■ **Required tasks**
A - Output, word for word, the part of the passage on solitude outdoors that opens with the words containing "It’s fun to" and closes with "us from ourselves.".
B - According to the passage on solitude outdoors, what does the scale of natural miles restore?
C - Write the next part of the passage on solitude outdoors, beginning after its final sentence.

··· Page text

It’s fun to share, but on our own we have the chance to absorb the journey on a deeper level and experience a magical realm that has been devalued and buried in the stampede to throng-consciousness: solitude. “The capacity to be alone,” psychologist Anthony Storr has written, is “linked with self-discovery and self-realization: with becoming aware of one’s deepest needs, feelings, and impulses.” Solo immersion outdoors stimulates that process by, paradoxically, removing us from ourselves.

The minutia of the daily fray shrinks beside the vastness of canyons and ridges or pales next to kaleidoscopically colored reefs. The scale of natural miles restores perspective -- our true, ant-like vantage on it all -- and in the process, shifts us from the to-do list to the to-be list. The layers of distraction peel away in stillness. Undivided from the earth we’re standing on, we can experience what’s in front of us in lingering detail, and see through to what the Japanese poet Basho called the “hidden glimmering” behind all things.

······
··· Items

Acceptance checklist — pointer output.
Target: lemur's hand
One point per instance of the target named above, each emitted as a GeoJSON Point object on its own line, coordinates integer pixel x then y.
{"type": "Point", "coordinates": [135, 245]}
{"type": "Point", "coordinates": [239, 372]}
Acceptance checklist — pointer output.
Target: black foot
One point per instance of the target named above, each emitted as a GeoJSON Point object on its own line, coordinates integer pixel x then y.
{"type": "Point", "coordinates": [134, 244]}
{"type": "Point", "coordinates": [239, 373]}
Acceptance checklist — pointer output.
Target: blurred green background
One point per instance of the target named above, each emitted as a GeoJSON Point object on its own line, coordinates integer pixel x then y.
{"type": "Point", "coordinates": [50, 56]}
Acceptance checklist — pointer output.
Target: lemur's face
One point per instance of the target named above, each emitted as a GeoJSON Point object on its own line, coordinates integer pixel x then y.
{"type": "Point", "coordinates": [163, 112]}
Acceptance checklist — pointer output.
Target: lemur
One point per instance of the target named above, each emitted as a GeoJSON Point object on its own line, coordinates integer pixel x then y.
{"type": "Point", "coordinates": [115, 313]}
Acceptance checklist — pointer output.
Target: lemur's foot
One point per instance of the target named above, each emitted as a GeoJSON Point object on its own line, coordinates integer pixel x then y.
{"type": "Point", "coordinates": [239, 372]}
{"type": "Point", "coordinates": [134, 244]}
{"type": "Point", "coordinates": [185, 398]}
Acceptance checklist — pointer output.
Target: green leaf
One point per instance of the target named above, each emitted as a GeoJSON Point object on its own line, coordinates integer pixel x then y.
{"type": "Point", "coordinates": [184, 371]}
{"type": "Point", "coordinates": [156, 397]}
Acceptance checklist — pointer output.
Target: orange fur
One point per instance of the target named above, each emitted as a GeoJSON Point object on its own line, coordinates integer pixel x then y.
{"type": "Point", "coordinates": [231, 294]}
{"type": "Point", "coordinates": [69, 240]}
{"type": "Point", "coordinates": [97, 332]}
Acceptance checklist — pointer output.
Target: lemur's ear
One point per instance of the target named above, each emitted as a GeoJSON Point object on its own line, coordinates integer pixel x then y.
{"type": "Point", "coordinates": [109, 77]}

······
··· Items

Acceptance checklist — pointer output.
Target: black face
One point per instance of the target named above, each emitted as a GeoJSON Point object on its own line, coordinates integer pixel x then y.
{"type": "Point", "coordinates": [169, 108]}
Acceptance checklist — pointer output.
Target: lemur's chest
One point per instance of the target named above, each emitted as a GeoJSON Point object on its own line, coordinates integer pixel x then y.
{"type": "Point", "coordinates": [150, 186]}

······

■ **Answers to the exercises**
A -
It’s fun to share, but on our own we have the chance to absorb the journey on a deeper level and experience a magical realm that has been devalued and buried in the stampede to throng-consciousness: solitude. “The capacity to be alone,” psychologist Anthony Storr has written, is “linked with self-discovery and self-realization: with becoming aware of one’s deepest needs, feelings, and impulses.” Solo immersion outdoors stimulates that process by, paradoxically, removing us from ourselves.

B - Perspective.

C -
That glimmering, as registered in the imagination of solo seekers through the ages, is responsible for inspiring some of the planet’s finest art, literature and philosophical musings. From the dream-like visions of Chinese landscape artists to the rhapsodies of English lake poets to the musings of Henry David Thoreau, Ralph Waldo Emerson and Walt Whitman, the one-on-one with nature has left a lofty record for the virtues of a solo course. “Whoso walketh in solitude/And inhabiteth the wood/Choosing light, wave, rock, and bird/Before the money-loving herd/Into that forester shall pass/From these companions, power and grace,” Emerson wrote.

If Thoreau had a “Friends”-style mob tagging along, he never would have sighted the glimmering that led to this reverie:

“I saw the setting sun lighting up the opposite side of a stately pine wood. Its golden rays straggled into the aisles of the wood as into some noble hall. I was impressed as if some ancient and altogether admirable and shining family had settled there ... The pines furnished them with gables as they grew ... They seemed to reside on the sunbeams ...”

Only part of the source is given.